[[ GIVEN TEXT open ]]
Achievement Is Not Privilege.

Achievement Is Not Privilege.


Until quite recently, those of particular skill or education were viewed with respect. This was as much the case in the trades as it was in the professions.

Knowledge, Ability and Skill were viewed with respect, as marks of achievement based on discipline and effort with their own specialist bodies of knowledge.

This is how it should be.

Unfortunately, it also led to snobbery and arrogance on the part of some of those with these achievements, and discouragement, despair and a sense of inferiority on the part of some without them.

Thankfully society evolved, and much of the second set of phenomena were eroded.... thankfully. These were all negative traits to be avoided.

Unfortunately, it also led to erosion of the former, with education and achievement being derided as "privilege" and those holding these achievements being disrespected and their views, often based on their expertise, as being seen as mere "opinions" no greater than any other.
[[ GIVEN TEXT closed ]]
[[ DATA EXTRACTS open ]]
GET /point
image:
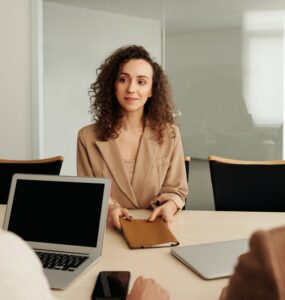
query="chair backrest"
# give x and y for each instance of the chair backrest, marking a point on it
(247, 185)
(187, 160)
(8, 168)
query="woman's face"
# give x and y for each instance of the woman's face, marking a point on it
(134, 85)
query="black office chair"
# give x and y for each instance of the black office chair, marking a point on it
(8, 168)
(187, 160)
(248, 185)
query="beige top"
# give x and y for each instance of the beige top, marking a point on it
(129, 165)
(158, 173)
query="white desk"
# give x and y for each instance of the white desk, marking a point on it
(190, 227)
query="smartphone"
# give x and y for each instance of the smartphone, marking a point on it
(111, 285)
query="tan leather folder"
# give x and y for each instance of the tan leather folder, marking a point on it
(145, 234)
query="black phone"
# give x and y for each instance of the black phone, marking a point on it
(111, 285)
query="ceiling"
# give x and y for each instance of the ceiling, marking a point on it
(182, 15)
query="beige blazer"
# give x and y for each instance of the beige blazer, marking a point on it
(159, 170)
(260, 273)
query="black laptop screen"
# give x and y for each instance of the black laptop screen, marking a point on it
(57, 212)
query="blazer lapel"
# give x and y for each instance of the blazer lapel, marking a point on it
(145, 161)
(113, 160)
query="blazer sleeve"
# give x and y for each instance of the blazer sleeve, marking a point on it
(260, 274)
(175, 185)
(83, 164)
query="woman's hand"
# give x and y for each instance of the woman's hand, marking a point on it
(115, 213)
(166, 211)
(147, 289)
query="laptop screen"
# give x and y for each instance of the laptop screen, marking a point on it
(57, 212)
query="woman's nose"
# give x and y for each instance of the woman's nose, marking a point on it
(131, 87)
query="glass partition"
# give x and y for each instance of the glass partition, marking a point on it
(225, 60)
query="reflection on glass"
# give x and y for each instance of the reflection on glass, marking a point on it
(226, 67)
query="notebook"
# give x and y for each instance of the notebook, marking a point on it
(62, 218)
(212, 260)
(145, 234)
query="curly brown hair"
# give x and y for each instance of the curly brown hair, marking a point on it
(105, 109)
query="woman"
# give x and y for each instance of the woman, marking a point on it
(134, 140)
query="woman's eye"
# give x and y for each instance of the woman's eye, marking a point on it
(123, 79)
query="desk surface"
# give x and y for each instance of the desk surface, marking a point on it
(190, 227)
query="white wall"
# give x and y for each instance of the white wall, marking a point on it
(15, 80)
(76, 40)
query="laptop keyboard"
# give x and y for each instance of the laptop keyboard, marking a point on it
(59, 261)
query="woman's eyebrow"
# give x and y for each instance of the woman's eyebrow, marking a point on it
(140, 76)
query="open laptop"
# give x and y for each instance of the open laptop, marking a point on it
(212, 260)
(63, 218)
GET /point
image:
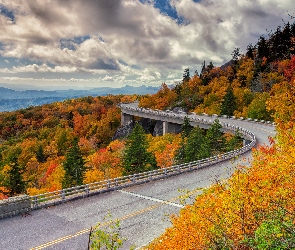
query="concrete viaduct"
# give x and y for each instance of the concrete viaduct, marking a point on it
(171, 120)
(141, 209)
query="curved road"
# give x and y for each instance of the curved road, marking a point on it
(143, 210)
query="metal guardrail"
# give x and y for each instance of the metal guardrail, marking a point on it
(65, 195)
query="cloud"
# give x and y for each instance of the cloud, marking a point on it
(108, 36)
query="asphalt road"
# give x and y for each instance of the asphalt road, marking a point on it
(141, 209)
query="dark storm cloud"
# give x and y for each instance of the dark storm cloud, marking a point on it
(93, 36)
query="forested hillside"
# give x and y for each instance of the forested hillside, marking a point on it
(242, 87)
(255, 208)
(68, 143)
(34, 142)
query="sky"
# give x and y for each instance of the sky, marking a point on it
(82, 44)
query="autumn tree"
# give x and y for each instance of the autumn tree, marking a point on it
(228, 105)
(215, 137)
(136, 157)
(12, 172)
(74, 166)
(196, 146)
(185, 131)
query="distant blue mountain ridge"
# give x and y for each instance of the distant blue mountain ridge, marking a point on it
(14, 99)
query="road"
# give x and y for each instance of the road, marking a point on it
[[ DATA EXTRACTS closed ]]
**REQUIRED ACTIONS:**
A. From the passage on achievement and privilege, copy the text from "Until quite recently, those" to "bodies of knowledge." word for word.
B. Answer these questions from the passage on achievement and privilege:
(i) In which two areas were those of particular skill or education viewed with respect?
(ii) What did some of those without these achievements experience?
(iii) What were education and achievement derided as?

**ANSWER LIST:**
A.
Until quite recently, those of particular skill or education were viewed with respect. This was as much the case in the trades as it was in the professions.

Knowledge, Ability and Skill were viewed with respect, as marks of achievement based on discipline and effort with their own specialist bodies of knowledge.

B.
(i) The trades and the professions.
(ii) Discouragement, despair and a sense of inferiority.
(iii) "Privilege."